• Task instructions:
1. Reproduce the passage of the links roundup that starts at "You May Have Missed …" and ends at "physics falsehoods online.".
2. In the links roundup, how old have researchers found the Hiawatha crater in Greenland to be?

• Page text:
You May Have Missed …

Here’s this month’s selection of links to items you may have missed.


Science, Technology, Natural World

Would you like to fly round the moon? If so, then NASA are giving away free flights for your name on their upcoming Artemis I mission.

Image NASA. Click for larger view.

Cosmologist Katie Mack talks about spotting and combating physics falsehoods online.

Researchers have found the huge and mysterious Hiawatha crater in Greenland to be 58 million years old.

Zoologist Lucy Cooke is waging war on Darwin’s prevailing view of the dominance of males and their benefit from promiscuity. Two articles, the first from the Guardian, the second from New Scientist [£££].

Palaeontologists have described a ten-limbed ancestor of modern octopuses, and named it after Joe Biden.

The largest ever family tree of humanity reveals our species’ history, where we originated and how we spread across the world. [£££]

The Eden Project in Cornwall have succeeded in getting their nutmeg tree to fruit for the first time since planting in 2001.

Image Eden Project

There’s a new drive to produce the red dye cochineal industrially without having to squash thousands of insects.


Health, Medicine

Here’s an interesting article about the work to identify which flu strains to put in this year’s vaccine – and some of the people who spend their lives trying to spot the emerging strains. [LONG READ]

And now another pair of articles, this time looking at the long-term, but haphazard, effect of Epstein-Barr virus, which is responsible for glandular fever. Again the first is from the Guardian, and the second from The Atlantic. [LONG READS]


Environment

One American academic has demonstrated that by just redesigning both homes and industrial processes it is possible to use almost no external power – and overall it is the cheapest solution! And yes, he has actually done it, and lives in the house.

An iconoclastic letter in New Scientist suggesting that as we’ve paved over much of our world we would do well to rip it up and plant trees instead. [£££]


History, Archaeology, Anthropology

1700 years ago a Roman boat sank in shallow waters just off Mallorca on the Spanish coast. Archaeologists are now retrieving the amazingly well preserved cargo.

In what shouldn’t be a surprise the teams restoring Notre Dame in Paris have found early tombs and a lead sarcophagus under the cathedral’s floor.

Medievalist Dr Eleanor Janega goes looking at non-written communication in Norwich.

And here’s Eleanor Janega again, this time looking at medieval attitudes to semen and female sexuality.

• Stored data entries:

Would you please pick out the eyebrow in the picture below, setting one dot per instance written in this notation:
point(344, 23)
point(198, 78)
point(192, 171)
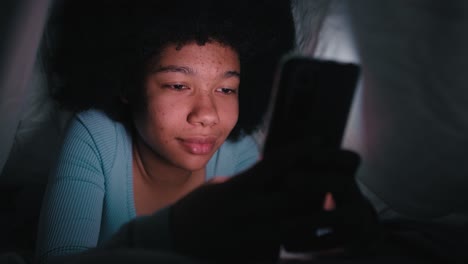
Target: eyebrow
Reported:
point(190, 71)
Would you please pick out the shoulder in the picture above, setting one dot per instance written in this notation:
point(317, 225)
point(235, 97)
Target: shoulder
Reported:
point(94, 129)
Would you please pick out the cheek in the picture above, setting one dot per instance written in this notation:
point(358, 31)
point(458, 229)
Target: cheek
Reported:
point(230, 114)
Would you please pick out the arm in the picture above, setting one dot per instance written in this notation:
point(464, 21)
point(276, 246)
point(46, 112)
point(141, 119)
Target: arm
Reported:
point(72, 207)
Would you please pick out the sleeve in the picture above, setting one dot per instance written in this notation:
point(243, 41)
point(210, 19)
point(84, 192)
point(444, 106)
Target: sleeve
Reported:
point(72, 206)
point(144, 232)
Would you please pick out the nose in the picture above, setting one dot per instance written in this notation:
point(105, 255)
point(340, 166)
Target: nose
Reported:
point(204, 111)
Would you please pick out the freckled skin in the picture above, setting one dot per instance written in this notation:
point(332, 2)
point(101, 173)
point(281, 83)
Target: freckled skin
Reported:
---
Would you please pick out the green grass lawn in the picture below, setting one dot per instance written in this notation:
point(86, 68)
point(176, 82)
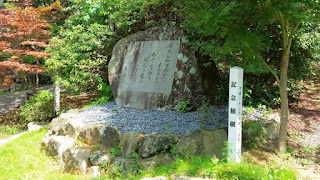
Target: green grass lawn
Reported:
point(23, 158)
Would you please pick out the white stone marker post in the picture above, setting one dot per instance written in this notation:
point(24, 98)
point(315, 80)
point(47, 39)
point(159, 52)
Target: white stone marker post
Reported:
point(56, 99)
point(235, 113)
==
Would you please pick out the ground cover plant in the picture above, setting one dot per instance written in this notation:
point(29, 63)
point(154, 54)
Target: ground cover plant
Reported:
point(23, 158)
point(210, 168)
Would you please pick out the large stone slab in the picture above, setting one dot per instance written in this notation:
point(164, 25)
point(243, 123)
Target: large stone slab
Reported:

• Task-by-task outputs:
1.
You May Have Missed …

Here’s this month’s selection of links to items you may have missed.


Science, Technology, Natural World

Would you like to fly round the moon? If so, then NASA are giving away free flights for your name on their upcoming Artemis I mission.

Image NASA. Click for larger view.

Cosmologist Katie Mack talks about spotting and combating physics falsehoods online.

2. 58 million years old.